**Exercise requirements**.
Reproduce everything from the start of the entries down through the line containing "top-left (113, 85), bottom-right (152, 179)", and omit the pictures from your answer.

**Dataset rows**.
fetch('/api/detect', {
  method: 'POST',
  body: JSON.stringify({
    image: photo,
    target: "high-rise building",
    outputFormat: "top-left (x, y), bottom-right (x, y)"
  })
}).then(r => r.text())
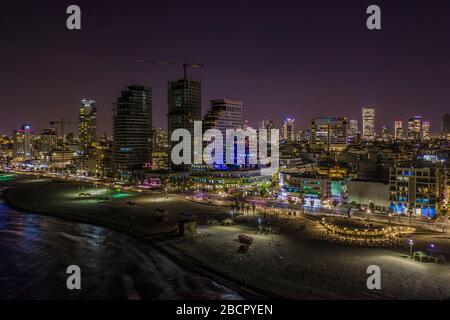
top-left (281, 118), bottom-right (295, 141)
top-left (203, 99), bottom-right (243, 131)
top-left (348, 119), bottom-right (359, 137)
top-left (203, 99), bottom-right (244, 163)
top-left (362, 107), bottom-right (375, 141)
top-left (381, 126), bottom-right (391, 142)
top-left (407, 116), bottom-right (422, 141)
top-left (78, 99), bottom-right (97, 150)
top-left (311, 117), bottom-right (348, 151)
top-left (394, 121), bottom-right (403, 141)
top-left (441, 113), bottom-right (450, 136)
top-left (13, 124), bottom-right (34, 160)
top-left (113, 85), bottom-right (152, 179)
top-left (152, 128), bottom-right (169, 170)
top-left (167, 78), bottom-right (202, 170)
top-left (422, 121), bottom-right (430, 140)
top-left (40, 128), bottom-right (58, 154)
top-left (259, 119), bottom-right (277, 142)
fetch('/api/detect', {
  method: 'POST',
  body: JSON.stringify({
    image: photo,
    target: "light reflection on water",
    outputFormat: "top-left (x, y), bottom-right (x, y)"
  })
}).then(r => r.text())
top-left (0, 202), bottom-right (240, 299)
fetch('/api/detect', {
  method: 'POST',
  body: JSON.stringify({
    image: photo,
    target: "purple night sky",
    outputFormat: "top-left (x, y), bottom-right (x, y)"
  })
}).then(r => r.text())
top-left (0, 0), bottom-right (450, 134)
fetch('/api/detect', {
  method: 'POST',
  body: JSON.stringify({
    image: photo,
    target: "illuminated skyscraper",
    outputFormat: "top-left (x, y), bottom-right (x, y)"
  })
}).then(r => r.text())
top-left (381, 126), bottom-right (391, 142)
top-left (311, 118), bottom-right (348, 151)
top-left (203, 99), bottom-right (243, 163)
top-left (362, 107), bottom-right (375, 141)
top-left (441, 113), bottom-right (450, 135)
top-left (394, 121), bottom-right (403, 141)
top-left (203, 99), bottom-right (243, 132)
top-left (408, 116), bottom-right (422, 141)
top-left (13, 124), bottom-right (34, 160)
top-left (422, 121), bottom-right (430, 140)
top-left (348, 119), bottom-right (359, 137)
top-left (441, 113), bottom-right (450, 139)
top-left (113, 86), bottom-right (152, 179)
top-left (78, 99), bottom-right (97, 150)
top-left (281, 118), bottom-right (295, 141)
top-left (167, 78), bottom-right (202, 170)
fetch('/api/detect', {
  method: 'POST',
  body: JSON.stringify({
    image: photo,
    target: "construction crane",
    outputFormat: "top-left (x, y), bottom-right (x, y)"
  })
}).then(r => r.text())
top-left (135, 59), bottom-right (205, 80)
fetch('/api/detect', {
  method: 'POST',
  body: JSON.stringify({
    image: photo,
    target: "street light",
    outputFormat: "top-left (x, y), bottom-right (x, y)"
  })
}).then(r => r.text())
top-left (408, 239), bottom-right (414, 259)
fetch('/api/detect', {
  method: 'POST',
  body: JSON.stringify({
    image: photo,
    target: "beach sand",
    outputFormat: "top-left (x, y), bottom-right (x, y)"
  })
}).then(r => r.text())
top-left (0, 178), bottom-right (450, 299)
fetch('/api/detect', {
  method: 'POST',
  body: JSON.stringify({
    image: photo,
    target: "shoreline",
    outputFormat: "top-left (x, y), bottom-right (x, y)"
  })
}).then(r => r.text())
top-left (2, 177), bottom-right (450, 300)
top-left (3, 178), bottom-right (276, 300)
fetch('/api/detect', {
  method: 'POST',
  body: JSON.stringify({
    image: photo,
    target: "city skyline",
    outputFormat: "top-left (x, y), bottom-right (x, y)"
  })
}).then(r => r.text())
top-left (0, 1), bottom-right (450, 135)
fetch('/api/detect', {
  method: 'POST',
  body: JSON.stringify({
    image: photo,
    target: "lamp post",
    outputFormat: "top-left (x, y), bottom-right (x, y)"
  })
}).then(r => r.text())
top-left (408, 239), bottom-right (414, 259)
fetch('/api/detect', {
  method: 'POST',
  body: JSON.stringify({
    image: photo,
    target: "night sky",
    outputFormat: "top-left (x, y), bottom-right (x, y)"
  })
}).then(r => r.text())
top-left (0, 0), bottom-right (450, 134)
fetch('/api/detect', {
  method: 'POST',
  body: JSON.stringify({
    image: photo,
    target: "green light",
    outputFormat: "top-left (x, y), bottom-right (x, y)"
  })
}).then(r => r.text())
top-left (112, 193), bottom-right (132, 199)
top-left (0, 174), bottom-right (14, 181)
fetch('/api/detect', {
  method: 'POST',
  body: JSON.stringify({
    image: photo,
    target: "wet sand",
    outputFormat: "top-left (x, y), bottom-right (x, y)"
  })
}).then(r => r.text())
top-left (2, 175), bottom-right (450, 299)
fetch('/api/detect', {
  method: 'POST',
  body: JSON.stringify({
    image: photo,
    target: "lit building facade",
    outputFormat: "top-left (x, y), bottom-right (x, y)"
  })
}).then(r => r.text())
top-left (167, 79), bottom-right (202, 170)
top-left (113, 86), bottom-right (152, 179)
top-left (310, 118), bottom-right (348, 151)
top-left (13, 124), bottom-right (34, 160)
top-left (281, 118), bottom-right (295, 141)
top-left (407, 116), bottom-right (422, 141)
top-left (78, 99), bottom-right (97, 150)
top-left (394, 121), bottom-right (403, 141)
top-left (362, 107), bottom-right (375, 141)
top-left (422, 121), bottom-right (430, 140)
top-left (390, 166), bottom-right (445, 217)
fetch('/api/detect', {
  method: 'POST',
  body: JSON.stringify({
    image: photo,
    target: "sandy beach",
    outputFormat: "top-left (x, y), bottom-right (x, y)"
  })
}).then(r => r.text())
top-left (3, 174), bottom-right (450, 299)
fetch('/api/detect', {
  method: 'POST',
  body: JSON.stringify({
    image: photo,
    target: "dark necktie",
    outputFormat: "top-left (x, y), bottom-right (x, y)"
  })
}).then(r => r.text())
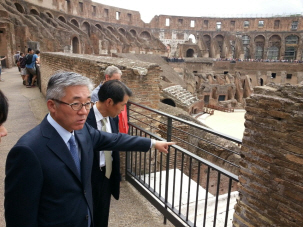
top-left (68, 135), bottom-right (91, 227)
top-left (101, 117), bottom-right (113, 179)
top-left (68, 135), bottom-right (81, 175)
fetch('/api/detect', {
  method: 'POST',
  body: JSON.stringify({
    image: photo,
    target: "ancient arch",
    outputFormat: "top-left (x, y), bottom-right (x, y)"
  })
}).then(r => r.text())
top-left (45, 11), bottom-right (54, 18)
top-left (162, 98), bottom-right (176, 107)
top-left (70, 19), bottom-right (80, 28)
top-left (254, 35), bottom-right (266, 59)
top-left (119, 28), bottom-right (126, 36)
top-left (30, 9), bottom-right (39, 16)
top-left (186, 48), bottom-right (194, 57)
top-left (72, 37), bottom-right (80, 54)
top-left (107, 26), bottom-right (115, 33)
top-left (242, 35), bottom-right (251, 59)
top-left (203, 35), bottom-right (212, 57)
top-left (211, 87), bottom-right (218, 100)
top-left (58, 16), bottom-right (67, 23)
top-left (95, 24), bottom-right (102, 30)
top-left (267, 35), bottom-right (281, 60)
top-left (227, 86), bottom-right (235, 100)
top-left (81, 22), bottom-right (90, 37)
top-left (139, 31), bottom-right (152, 40)
top-left (214, 34), bottom-right (224, 58)
top-left (130, 30), bottom-right (137, 37)
top-left (284, 34), bottom-right (299, 60)
top-left (188, 34), bottom-right (196, 43)
top-left (14, 3), bottom-right (24, 14)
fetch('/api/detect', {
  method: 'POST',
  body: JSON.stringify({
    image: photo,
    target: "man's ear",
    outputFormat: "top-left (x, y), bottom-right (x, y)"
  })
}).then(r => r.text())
top-left (47, 100), bottom-right (56, 113)
top-left (106, 98), bottom-right (114, 106)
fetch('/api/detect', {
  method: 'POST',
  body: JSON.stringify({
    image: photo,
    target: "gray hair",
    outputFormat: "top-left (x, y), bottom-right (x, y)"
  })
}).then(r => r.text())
top-left (104, 65), bottom-right (122, 77)
top-left (46, 72), bottom-right (93, 100)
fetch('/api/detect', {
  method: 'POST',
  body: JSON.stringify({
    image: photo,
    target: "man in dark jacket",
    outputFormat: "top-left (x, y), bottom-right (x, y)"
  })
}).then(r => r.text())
top-left (4, 72), bottom-right (172, 227)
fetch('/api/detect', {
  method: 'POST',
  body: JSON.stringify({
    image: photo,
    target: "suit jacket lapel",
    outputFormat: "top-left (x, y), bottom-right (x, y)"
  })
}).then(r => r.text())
top-left (74, 130), bottom-right (92, 185)
top-left (41, 118), bottom-right (81, 181)
top-left (109, 117), bottom-right (118, 133)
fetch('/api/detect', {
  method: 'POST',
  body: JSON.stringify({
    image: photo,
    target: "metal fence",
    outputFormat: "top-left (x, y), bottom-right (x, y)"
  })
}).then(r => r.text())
top-left (125, 102), bottom-right (241, 227)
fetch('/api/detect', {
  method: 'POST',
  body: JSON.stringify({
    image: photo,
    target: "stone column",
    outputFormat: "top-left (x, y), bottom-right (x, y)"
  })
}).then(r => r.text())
top-left (233, 84), bottom-right (303, 227)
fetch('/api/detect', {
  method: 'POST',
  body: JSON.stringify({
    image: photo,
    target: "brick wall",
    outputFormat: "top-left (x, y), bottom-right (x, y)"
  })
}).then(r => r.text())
top-left (41, 53), bottom-right (160, 176)
top-left (233, 84), bottom-right (303, 226)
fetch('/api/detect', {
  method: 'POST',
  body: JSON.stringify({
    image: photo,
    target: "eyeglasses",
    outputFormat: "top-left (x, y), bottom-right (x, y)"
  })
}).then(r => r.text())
top-left (51, 98), bottom-right (92, 111)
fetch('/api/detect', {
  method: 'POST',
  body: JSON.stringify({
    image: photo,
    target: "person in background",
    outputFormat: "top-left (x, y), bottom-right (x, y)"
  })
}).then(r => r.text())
top-left (25, 48), bottom-right (38, 88)
top-left (35, 50), bottom-right (41, 89)
top-left (0, 57), bottom-right (6, 82)
top-left (19, 52), bottom-right (27, 85)
top-left (14, 51), bottom-right (20, 72)
top-left (0, 90), bottom-right (9, 142)
top-left (91, 65), bottom-right (129, 133)
top-left (86, 80), bottom-right (132, 227)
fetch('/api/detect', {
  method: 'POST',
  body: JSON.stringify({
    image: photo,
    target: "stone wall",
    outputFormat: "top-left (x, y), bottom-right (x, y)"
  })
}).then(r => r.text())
top-left (213, 61), bottom-right (303, 86)
top-left (41, 53), bottom-right (160, 109)
top-left (233, 84), bottom-right (303, 226)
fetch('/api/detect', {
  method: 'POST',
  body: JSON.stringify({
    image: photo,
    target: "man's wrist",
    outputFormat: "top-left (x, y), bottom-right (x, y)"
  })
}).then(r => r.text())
top-left (151, 139), bottom-right (156, 148)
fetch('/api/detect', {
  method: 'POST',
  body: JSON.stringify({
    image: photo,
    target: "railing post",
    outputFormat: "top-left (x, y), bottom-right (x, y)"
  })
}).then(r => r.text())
top-left (125, 102), bottom-right (131, 180)
top-left (164, 117), bottom-right (172, 224)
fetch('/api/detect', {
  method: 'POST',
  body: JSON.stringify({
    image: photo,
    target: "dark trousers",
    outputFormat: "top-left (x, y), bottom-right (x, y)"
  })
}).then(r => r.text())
top-left (92, 167), bottom-right (111, 227)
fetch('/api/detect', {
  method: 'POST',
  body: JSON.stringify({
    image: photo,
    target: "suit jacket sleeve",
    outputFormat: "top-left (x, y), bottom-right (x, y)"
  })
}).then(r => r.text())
top-left (4, 146), bottom-right (43, 227)
top-left (85, 123), bottom-right (151, 152)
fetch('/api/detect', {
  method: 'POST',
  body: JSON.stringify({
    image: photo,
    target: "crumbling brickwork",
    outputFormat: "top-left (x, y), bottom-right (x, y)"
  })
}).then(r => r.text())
top-left (233, 84), bottom-right (303, 227)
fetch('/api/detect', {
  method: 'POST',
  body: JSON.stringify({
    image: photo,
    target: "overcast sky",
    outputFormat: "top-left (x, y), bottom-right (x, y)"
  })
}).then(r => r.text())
top-left (92, 0), bottom-right (303, 23)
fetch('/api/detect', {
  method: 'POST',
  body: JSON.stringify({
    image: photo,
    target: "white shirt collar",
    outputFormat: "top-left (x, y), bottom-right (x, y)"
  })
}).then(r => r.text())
top-left (47, 113), bottom-right (74, 144)
top-left (93, 103), bottom-right (109, 122)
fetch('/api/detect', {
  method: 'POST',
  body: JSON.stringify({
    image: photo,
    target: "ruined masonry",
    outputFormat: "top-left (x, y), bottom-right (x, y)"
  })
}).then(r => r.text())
top-left (233, 85), bottom-right (303, 227)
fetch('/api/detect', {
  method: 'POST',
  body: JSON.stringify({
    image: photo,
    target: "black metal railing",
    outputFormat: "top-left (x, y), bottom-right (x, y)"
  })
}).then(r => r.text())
top-left (125, 102), bottom-right (241, 226)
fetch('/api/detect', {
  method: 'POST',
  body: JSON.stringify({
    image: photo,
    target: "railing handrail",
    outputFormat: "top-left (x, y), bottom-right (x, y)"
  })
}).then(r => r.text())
top-left (128, 101), bottom-right (242, 144)
top-left (129, 123), bottom-right (239, 181)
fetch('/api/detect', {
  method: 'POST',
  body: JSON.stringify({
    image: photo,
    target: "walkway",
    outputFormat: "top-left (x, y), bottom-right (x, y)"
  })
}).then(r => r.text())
top-left (0, 67), bottom-right (172, 227)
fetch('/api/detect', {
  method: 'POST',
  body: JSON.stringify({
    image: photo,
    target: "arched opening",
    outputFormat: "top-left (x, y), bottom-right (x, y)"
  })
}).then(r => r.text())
top-left (186, 49), bottom-right (194, 57)
top-left (72, 37), bottom-right (79, 54)
top-left (130, 30), bottom-right (137, 37)
top-left (139, 31), bottom-right (151, 40)
top-left (14, 3), bottom-right (24, 14)
top-left (267, 35), bottom-right (281, 60)
top-left (58, 16), bottom-right (67, 23)
top-left (188, 34), bottom-right (196, 43)
top-left (203, 35), bottom-right (211, 57)
top-left (70, 19), bottom-right (80, 28)
top-left (215, 35), bottom-right (224, 58)
top-left (119, 28), bottom-right (126, 36)
top-left (81, 22), bottom-right (90, 36)
top-left (254, 35), bottom-right (265, 59)
top-left (46, 12), bottom-right (53, 18)
top-left (162, 99), bottom-right (176, 107)
top-left (211, 87), bottom-right (218, 100)
top-left (242, 35), bottom-right (251, 59)
top-left (107, 26), bottom-right (115, 33)
top-left (96, 24), bottom-right (102, 30)
top-left (267, 46), bottom-right (279, 60)
top-left (30, 9), bottom-right (39, 16)
top-left (284, 35), bottom-right (299, 60)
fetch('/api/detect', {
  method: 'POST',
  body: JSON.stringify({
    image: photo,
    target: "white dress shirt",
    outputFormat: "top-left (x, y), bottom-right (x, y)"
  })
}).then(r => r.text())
top-left (93, 104), bottom-right (112, 167)
top-left (47, 113), bottom-right (81, 161)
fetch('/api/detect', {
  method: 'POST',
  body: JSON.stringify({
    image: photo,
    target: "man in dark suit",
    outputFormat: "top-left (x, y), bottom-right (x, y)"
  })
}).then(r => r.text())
top-left (87, 80), bottom-right (132, 227)
top-left (4, 72), bottom-right (172, 227)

**Right answer**.
fetch('/api/detect', {
  method: 'POST',
  body: JSON.stringify({
    image: photo,
    target: "high-rise building",
    outputFormat: "top-left (x, y), bottom-right (x, y)"
  })
}).then(r => r.text())
top-left (281, 118), bottom-right (295, 141)
top-left (203, 99), bottom-right (243, 131)
top-left (348, 119), bottom-right (359, 137)
top-left (203, 99), bottom-right (244, 163)
top-left (362, 107), bottom-right (375, 141)
top-left (381, 126), bottom-right (391, 142)
top-left (407, 116), bottom-right (422, 141)
top-left (78, 99), bottom-right (97, 150)
top-left (311, 117), bottom-right (348, 151)
top-left (394, 121), bottom-right (403, 141)
top-left (441, 113), bottom-right (450, 136)
top-left (13, 124), bottom-right (34, 160)
top-left (113, 85), bottom-right (152, 179)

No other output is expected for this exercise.